Years ago I wrote ILib, a small C library for reading, drawing on, and saving images. It has always been one of my favorite little projects — simple, dependency-light, and genuinely handy. Recently I ported it to Go as ilibgo, and along the way it picked up a few new tricks I’m excited to show off.
Most image work in Go means reaching for a pile of third-party packages — one for QR codes, another for charts, yet another for text rendering. ilibgo is a single, pure-Go image library that does all of it, with no required dependencies beyond golang.org/x/image. You can read, create, draw, and save images, and a set of small bundled tools shows off what that foundation can build. Here are a few of the most interesting things it can make.
QR Codes, No Dependencies
ilibgo ships a reusable, dependency-free QR code encoder as its own qr sub-package. Point it at a URL or any string and you get a scannable code you can drop straight into a PNG — perfect for tickets, business cards, or links in printed material.

● Listing:
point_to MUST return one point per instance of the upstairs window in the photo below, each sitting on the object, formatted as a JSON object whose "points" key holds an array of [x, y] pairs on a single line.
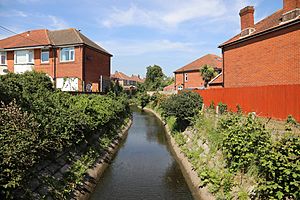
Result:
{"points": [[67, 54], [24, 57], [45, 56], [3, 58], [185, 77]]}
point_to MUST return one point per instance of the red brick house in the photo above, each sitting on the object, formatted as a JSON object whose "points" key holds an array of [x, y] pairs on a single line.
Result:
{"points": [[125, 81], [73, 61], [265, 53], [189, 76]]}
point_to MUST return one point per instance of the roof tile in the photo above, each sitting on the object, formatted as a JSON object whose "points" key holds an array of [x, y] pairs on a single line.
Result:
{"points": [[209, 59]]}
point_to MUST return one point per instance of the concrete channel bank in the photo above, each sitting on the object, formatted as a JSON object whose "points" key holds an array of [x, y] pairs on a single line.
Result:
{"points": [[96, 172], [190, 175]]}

---

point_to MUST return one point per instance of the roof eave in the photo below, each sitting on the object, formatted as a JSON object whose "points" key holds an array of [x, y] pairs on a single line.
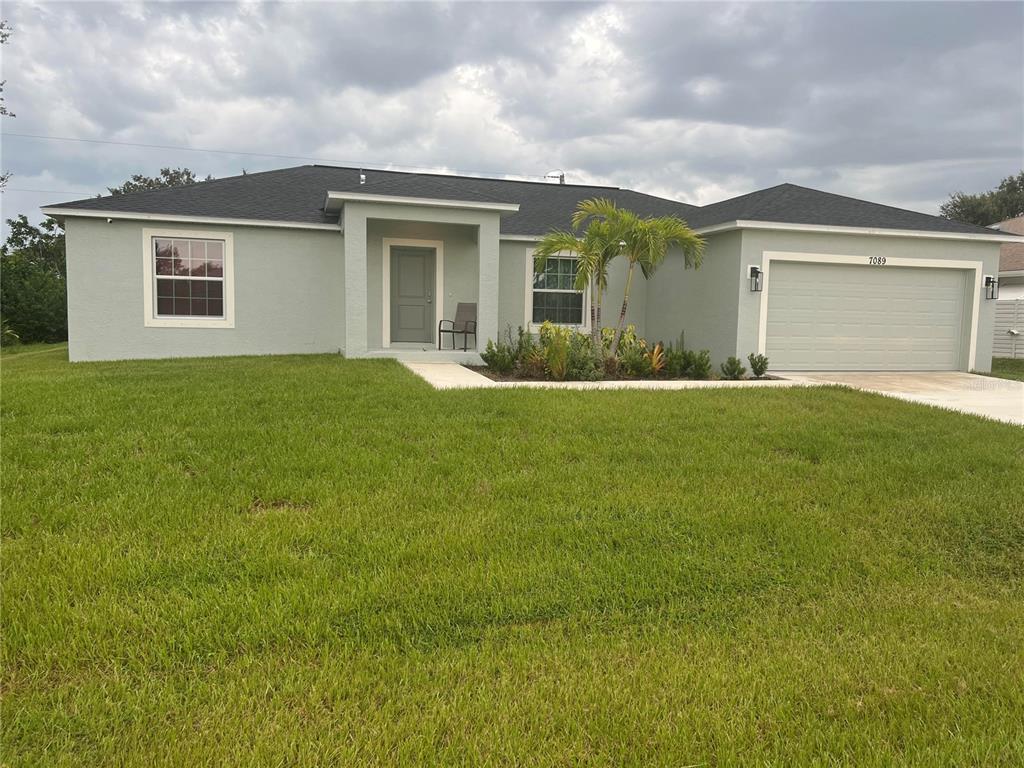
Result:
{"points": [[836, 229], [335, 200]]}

● What you should do:
Print the passage of the ilibgo text starting at "QR Codes, No" and ending at "in printed material.", with no changes.

● Finished exercise:
QR Codes, No Dependencies
ilibgo ships a reusable, dependency-free QR code encoder as its own qr sub-package. Point it at a URL or any string and you get a scannable code you can drop straight into a PNG — perfect for tickets, business cards, or links in printed material.